### WHAT YOU SHOULD DO
Format every line of the records below as a Markdown table with two columns, Row and Line, numbering each row and omitting blank lines.

### MATERIAL SUPPLIED
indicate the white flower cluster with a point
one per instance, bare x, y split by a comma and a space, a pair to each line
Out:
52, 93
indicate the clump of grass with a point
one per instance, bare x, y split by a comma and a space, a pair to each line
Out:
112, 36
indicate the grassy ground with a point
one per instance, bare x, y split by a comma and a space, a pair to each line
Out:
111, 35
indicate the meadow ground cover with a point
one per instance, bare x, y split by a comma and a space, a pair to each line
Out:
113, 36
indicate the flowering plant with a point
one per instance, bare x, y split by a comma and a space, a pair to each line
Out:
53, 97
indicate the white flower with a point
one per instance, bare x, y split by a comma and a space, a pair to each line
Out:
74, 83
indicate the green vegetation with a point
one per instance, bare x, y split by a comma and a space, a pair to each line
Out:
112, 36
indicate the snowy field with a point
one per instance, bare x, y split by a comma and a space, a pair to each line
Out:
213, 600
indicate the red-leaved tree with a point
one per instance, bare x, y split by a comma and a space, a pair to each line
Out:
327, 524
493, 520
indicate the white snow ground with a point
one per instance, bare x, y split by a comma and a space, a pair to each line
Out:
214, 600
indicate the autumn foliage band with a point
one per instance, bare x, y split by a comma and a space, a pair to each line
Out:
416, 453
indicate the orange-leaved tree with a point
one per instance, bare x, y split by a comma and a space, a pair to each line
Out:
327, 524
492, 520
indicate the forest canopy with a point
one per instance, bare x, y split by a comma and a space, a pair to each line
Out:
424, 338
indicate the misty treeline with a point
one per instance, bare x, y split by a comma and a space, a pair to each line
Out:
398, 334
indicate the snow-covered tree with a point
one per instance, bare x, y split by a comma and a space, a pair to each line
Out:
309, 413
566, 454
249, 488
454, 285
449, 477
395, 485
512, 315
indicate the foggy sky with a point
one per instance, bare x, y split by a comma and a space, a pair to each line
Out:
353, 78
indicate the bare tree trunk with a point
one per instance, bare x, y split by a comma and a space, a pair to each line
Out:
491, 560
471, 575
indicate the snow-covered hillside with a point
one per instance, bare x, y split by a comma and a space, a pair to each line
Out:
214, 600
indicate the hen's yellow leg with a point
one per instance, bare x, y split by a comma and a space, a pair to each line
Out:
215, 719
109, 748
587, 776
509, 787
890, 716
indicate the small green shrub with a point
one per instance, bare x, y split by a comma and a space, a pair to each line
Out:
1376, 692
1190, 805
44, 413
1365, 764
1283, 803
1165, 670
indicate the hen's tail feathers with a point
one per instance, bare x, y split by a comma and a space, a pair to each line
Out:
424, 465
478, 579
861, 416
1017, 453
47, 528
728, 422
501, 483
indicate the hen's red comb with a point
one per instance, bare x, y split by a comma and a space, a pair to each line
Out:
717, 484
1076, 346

### REPLY TO THE TASK
| Row | Line |
|---|---|
| 1 | indicate the white flower cluster with a point |
| 2 | one per instance, bare x, y split by a comma and a space, a pair to each line |
| 3 | Out: |
| 4 | 52, 93 |
| 5 | indicate the clump of grass with a point |
| 6 | one per instance, bare x, y split by a comma and a space, a pair to each line |
| 7 | Out: |
| 8 | 112, 36 |
| 9 | indicate the grassy ground with a point |
| 10 | one per instance, bare x, y split by a comma and a space, a pair to each line |
| 11 | Out: |
| 12 | 111, 35 |
| 13 | indicate the meadow ground cover with a point |
| 14 | one per instance, bare x, y split by a comma and a space, a pair to each line |
| 15 | Out: |
| 16 | 113, 36 |
| 17 | indicate the flowering plant with a point |
| 18 | one per instance, bare x, y split by a comma and a space, a pair to each line |
| 19 | Out: |
| 20 | 53, 97 |
| 21 | indicate the white flower with a point |
| 22 | one per instance, bare x, y split by a comma and a space, a pair to each line |
| 23 | Out: |
| 24 | 74, 83 |
| 25 | indicate the green vegetation with a point |
| 26 | one per instance, bare x, y split by a comma and a space, a pair to each line |
| 27 | Out: |
| 28 | 112, 36 |
| 29 | indicate the snowy field with a point |
| 30 | one per instance, bare x, y split by a comma and a space, a pair to each line |
| 31 | Out: |
| 32 | 213, 600 |
| 33 | indicate the red-leaved tree with a point |
| 34 | one per instance, bare x, y split by a comma and a space, a pair to each line |
| 35 | Out: |
| 36 | 327, 524 |
| 37 | 493, 520 |
| 38 | indicate the white snow ground with a point |
| 39 | one per instance, bare x, y split by a comma and a space, a pair to each line |
| 40 | Out: |
| 41 | 214, 600 |
| 42 | indicate the autumn foliage band with a point |
| 43 | one per instance, bare x, y split by a comma and a space, a pair to each line |
| 44 | Out: |
| 45 | 416, 453 |
| 46 | indicate the orange-leaved tree with a point |
| 47 | one per instance, bare x, y split by a comma and a space, a pair to each line |
| 48 | Out: |
| 49 | 327, 524 |
| 50 | 492, 520 |
| 51 | indicate the forest canopy with a point |
| 52 | one per instance, bare x, y split by a comma and a space, a pair to each line |
| 53 | Out: |
| 54 | 424, 338 |
| 55 | indicate the misty treeline with a point |
| 56 | one per instance, bare x, y split by a comma and a space, a pair to each line |
| 57 | Out: |
| 58 | 398, 334 |
| 59 | indicate the snow-covered tree with a point |
| 60 | one per instance, bare x, y split by a comma and a space, a pair to each line |
| 61 | Out: |
| 62 | 309, 413 |
| 63 | 566, 454 |
| 64 | 249, 488 |
| 65 | 454, 285 |
| 66 | 449, 477 |
| 67 | 395, 485 |
| 68 | 512, 315 |
| 69 | indicate the foggy sky with a point |
| 70 | one per instance, bare x, y split by a comma and a space, a pair to each line |
| 71 | Out: |
| 72 | 353, 78 |
| 73 | indicate the bare tree trunk with a point |
| 74 | one per instance, bare x, y split by a comma and a space, a pair to each line |
| 75 | Out: |
| 76 | 491, 560 |
| 77 | 471, 575 |
| 78 | indicate the snow-covered hillside with a point |
| 79 | one per instance, bare x, y split by a comma and a space, a pair to each line |
| 80 | Out: |
| 81 | 214, 600 |
| 82 | indicate the hen's yellow leg with a point |
| 83 | one per instance, bare x, y split by a comma and a space, a pair to each line |
| 84 | Out: |
| 85 | 215, 719 |
| 86 | 109, 748 |
| 87 | 587, 776 |
| 88 | 509, 787 |
| 89 | 890, 716 |
| 90 | indicate the small green shrub with a point |
| 91 | one per instance, bare x, y split by a comma and a space, a pair to each line |
| 92 | Out: |
| 93 | 1376, 692 |
| 94 | 1190, 805 |
| 95 | 44, 413 |
| 96 | 1365, 764 |
| 97 | 1283, 803 |
| 98 | 1165, 670 |
| 99 | indicate the hen's tail feathers with a point |
| 100 | one per instance, bare x, y split by a comma and a space, a pair to each line |
| 101 | Out: |
| 102 | 424, 465 |
| 103 | 478, 579 |
| 104 | 861, 416 |
| 105 | 1017, 453 |
| 106 | 47, 528 |
| 107 | 728, 422 |
| 108 | 501, 483 |
| 109 | indicate the hen's red comb with a point |
| 110 | one per instance, bare x, y split by a comma and a space, a pair to each line |
| 111 | Out: |
| 112 | 717, 484 |
| 113 | 1076, 346 |